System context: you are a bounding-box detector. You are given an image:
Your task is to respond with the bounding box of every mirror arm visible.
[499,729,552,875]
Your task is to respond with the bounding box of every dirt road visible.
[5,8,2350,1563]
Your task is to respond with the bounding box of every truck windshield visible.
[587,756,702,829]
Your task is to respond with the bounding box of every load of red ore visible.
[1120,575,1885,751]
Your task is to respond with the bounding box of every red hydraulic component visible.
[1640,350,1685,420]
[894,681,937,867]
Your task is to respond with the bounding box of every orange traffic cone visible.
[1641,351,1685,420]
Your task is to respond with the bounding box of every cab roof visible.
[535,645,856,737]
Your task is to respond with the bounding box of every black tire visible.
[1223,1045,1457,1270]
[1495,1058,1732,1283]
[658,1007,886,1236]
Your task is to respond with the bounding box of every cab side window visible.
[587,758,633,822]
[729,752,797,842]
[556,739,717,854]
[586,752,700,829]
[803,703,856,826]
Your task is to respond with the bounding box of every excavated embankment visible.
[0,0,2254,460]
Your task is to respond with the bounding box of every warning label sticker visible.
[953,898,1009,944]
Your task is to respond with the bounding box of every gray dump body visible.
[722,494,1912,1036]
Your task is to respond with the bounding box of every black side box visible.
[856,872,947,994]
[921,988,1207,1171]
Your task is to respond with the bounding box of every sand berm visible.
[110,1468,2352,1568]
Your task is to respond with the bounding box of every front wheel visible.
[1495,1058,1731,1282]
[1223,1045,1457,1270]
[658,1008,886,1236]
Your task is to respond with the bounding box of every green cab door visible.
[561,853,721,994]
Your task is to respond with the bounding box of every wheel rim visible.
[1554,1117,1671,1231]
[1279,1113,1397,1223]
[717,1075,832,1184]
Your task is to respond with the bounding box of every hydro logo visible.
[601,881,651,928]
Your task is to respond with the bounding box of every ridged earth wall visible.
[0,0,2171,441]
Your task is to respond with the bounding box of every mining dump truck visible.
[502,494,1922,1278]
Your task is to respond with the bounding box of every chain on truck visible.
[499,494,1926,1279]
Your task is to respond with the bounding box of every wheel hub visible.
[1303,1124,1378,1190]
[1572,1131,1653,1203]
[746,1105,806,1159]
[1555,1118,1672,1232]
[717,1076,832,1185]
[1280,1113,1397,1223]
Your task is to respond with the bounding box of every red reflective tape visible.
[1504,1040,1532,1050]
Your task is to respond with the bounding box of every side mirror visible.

■ ■ ■ ■ ■

## THE PROBLEM
Exact repetition of every record is required.

## SOLUTION TO THE PROBLEM
System context: you are a bounding-box detector. You are given an image:
Your task is to respond with the bounding box of every mirror arm visible.
[499,729,552,875]
Your task is to respond with the bounding box of every dirt road visible.
[5,8,2350,1563]
Your task is to respond with the bounding box of every truck windshield visible.
[587,756,702,829]
Your task is to respond with the bounding box of every load of red ore visible.
[1120,575,1885,751]
Your task is to respond with the bounding box of every red hydraulic component visible.
[1640,350,1685,420]
[894,681,937,867]
Your task is to respond with the bounding box of every orange traffic cone visible.
[1641,351,1685,420]
Your task is to respond with the bounding box of every cab roof visible.
[535,645,856,737]
Your task is to respond with the bounding box of every black tire visible.
[1223,1045,1457,1270]
[1495,1058,1732,1283]
[658,1007,886,1236]
Your task is to respond with the bounding box of every cab side window visible.
[587,758,633,822]
[729,752,797,842]
[556,739,717,854]
[586,752,700,829]
[803,703,856,826]
Your task is to respond with the bounding box of every excavated embankment visible.
[0,0,2254,460]
Your task is to respond with the bounding box of every warning label sticker visible.
[953,898,1009,944]
Your task is to respond with the bounding box of every gray dump body visible.
[722,494,1912,1036]
Your task is to respond with the bounding box of every black side box visible.
[856,872,947,994]
[921,988,1207,1171]
Your task is to respond with the bounding box of every sand berm visible.
[110,1468,2352,1568]
Your task is to respond with the bounding box of every front wheel visible.
[1495,1058,1731,1282]
[1223,1045,1457,1270]
[658,1008,886,1236]
Your task is to respond with the bounding box of every green cab door visible.
[561,853,721,994]
Your task is to respond with the bounding box of every wheel rim visible.
[1554,1117,1671,1231]
[1279,1113,1397,1223]
[717,1075,832,1184]
Your task is to respond with the bounding box of every hydro logo visible.
[601,881,651,928]
Your task is to respond with the bounding box of every ridged earth wall visible.
[0,0,2171,441]
Your task is to respond with the bounding box of every mining dump truck visible.
[502,494,1922,1278]
Your task is to respond with the bounding box of every chain on truck visible.
[499,494,1926,1279]
Your task is to respond with the bounding box of every wheel hub visible.
[1303,1124,1378,1190]
[1572,1131,1653,1203]
[746,1105,806,1159]
[1555,1118,1672,1232]
[717,1076,832,1185]
[1280,1113,1397,1223]
Your task is to respond with the bounding box of every red reflective tape visible.
[1504,1040,1532,1050]
Your task is to respond with the bounding box of every side mirror visible.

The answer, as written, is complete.